WORK INSTRUCTION: Reproduce exactly, and nothing but, the lines between the one with "of the grass" and the end of the entries, both ends included.
=== Section Start ===
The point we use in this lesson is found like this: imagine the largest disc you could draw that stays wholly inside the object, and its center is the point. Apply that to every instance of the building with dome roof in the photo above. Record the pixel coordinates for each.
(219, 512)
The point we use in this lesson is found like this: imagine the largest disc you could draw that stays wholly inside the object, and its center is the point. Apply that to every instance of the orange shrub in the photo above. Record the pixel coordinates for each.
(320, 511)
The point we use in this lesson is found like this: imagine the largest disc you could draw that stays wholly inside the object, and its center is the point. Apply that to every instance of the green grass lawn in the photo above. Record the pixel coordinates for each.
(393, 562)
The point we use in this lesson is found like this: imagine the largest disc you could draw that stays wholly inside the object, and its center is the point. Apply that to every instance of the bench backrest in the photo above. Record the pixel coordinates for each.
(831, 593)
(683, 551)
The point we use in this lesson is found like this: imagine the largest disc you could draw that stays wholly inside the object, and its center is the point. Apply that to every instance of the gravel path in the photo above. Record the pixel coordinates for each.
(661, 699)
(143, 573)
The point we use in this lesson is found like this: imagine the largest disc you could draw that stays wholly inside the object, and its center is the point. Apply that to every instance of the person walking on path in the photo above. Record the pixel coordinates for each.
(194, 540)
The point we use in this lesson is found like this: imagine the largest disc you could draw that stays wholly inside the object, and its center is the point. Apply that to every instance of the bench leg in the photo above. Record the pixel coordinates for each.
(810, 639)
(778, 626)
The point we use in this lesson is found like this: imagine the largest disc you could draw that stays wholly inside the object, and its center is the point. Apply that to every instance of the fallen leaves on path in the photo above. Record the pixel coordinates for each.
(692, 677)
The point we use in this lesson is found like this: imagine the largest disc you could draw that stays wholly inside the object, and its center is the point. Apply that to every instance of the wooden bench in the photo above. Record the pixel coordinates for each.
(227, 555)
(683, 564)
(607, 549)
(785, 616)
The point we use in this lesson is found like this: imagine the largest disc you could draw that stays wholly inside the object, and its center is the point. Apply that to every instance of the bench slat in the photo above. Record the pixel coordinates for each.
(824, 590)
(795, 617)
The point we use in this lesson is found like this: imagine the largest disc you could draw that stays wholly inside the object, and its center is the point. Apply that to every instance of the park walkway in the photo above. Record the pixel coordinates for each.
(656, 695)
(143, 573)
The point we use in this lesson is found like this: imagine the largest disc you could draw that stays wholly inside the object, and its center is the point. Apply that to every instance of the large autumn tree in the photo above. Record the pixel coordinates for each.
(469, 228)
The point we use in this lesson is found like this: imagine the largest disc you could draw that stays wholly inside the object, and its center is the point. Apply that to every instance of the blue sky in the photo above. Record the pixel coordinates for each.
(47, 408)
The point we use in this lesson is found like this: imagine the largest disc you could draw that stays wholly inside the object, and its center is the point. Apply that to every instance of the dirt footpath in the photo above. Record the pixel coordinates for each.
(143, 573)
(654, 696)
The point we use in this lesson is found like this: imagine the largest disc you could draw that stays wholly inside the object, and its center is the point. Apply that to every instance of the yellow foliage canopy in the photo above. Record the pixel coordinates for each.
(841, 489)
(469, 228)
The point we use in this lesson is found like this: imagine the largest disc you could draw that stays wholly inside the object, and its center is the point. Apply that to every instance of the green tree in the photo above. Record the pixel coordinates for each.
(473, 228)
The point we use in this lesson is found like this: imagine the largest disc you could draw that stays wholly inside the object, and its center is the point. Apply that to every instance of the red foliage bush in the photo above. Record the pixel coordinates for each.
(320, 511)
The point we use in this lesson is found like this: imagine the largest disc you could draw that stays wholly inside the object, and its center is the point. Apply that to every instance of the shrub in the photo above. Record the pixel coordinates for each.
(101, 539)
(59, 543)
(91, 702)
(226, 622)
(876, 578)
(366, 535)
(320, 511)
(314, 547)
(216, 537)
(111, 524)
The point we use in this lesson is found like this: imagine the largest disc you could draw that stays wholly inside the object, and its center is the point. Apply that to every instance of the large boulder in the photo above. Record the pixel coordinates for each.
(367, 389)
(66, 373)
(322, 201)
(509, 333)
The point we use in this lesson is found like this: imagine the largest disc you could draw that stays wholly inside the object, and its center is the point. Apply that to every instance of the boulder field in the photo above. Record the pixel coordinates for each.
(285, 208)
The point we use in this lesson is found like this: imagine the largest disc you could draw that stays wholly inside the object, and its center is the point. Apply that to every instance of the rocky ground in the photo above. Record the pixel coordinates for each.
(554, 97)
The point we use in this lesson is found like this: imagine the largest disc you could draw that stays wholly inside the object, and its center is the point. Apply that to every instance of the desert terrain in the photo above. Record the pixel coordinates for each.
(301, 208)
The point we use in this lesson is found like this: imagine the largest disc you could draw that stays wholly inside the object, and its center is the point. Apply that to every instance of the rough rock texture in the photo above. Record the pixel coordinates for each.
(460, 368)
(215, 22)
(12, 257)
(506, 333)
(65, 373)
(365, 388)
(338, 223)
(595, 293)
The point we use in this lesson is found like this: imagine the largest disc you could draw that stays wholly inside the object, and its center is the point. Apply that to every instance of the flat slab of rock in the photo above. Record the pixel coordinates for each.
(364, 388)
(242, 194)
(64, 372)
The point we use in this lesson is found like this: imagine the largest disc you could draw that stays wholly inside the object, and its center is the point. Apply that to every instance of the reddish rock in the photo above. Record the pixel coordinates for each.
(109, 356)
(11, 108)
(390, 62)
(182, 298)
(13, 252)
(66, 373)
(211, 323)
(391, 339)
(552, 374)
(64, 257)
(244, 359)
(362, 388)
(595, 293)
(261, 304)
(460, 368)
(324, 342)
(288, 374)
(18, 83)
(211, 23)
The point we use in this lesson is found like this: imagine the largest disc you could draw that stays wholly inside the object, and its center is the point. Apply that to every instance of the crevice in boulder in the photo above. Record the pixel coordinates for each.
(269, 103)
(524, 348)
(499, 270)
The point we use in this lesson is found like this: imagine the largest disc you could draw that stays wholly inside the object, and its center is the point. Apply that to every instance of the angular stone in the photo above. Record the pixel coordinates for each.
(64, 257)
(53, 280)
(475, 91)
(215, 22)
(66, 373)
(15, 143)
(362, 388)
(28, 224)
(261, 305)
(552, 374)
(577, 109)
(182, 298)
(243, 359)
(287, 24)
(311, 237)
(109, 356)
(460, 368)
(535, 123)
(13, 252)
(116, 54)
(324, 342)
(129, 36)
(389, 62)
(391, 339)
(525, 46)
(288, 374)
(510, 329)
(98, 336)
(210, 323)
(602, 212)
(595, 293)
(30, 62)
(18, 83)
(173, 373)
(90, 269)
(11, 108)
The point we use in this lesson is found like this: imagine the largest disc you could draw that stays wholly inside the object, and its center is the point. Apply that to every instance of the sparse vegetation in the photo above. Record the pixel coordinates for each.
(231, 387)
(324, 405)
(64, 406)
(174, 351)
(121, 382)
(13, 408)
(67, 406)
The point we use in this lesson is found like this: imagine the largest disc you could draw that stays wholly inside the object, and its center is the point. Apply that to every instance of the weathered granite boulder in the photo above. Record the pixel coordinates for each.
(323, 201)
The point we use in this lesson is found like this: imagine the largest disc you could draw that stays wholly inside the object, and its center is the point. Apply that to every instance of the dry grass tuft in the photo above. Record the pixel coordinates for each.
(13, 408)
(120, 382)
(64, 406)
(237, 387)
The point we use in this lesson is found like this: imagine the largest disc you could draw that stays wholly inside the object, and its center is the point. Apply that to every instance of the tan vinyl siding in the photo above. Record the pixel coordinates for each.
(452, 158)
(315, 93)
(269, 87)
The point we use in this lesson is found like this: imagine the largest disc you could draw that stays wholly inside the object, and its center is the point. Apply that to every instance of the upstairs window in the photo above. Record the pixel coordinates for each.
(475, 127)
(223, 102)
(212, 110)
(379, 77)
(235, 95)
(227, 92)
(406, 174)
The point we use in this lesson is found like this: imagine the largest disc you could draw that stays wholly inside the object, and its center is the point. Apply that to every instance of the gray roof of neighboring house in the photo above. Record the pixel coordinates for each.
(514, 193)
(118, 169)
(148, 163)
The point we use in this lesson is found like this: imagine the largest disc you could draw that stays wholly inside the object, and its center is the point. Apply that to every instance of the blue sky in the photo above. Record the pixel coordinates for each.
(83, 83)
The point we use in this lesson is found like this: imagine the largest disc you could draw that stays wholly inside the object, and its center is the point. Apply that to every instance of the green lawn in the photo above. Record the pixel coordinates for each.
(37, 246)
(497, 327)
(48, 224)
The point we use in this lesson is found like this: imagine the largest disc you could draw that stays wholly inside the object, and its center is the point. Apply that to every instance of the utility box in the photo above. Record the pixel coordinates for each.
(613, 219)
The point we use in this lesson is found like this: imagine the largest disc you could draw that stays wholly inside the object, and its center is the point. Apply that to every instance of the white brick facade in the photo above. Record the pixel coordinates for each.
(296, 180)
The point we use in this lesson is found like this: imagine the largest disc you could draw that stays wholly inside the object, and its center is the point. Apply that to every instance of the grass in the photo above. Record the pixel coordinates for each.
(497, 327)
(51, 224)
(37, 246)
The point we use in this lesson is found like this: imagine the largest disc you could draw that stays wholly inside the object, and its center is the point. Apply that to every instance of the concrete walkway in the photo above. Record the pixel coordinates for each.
=== Section End ===
ANSWER TO THIS PROBLEM:
The point we use in this lesson is found like this: imagine the largest disc you could draw that stays wholly inside the object, and its center is the point. Apply that to every instance of the grass in the photo above. Record the pixel coordinates for each.
(497, 327)
(51, 224)
(37, 246)
The point we use in this lesson is found like this: imagine the largest disc you could draw that stays wholly inside the object, and its center is the point. Apply that to every instance of the concrete walkway in the photo above. Record the pixel coordinates for each.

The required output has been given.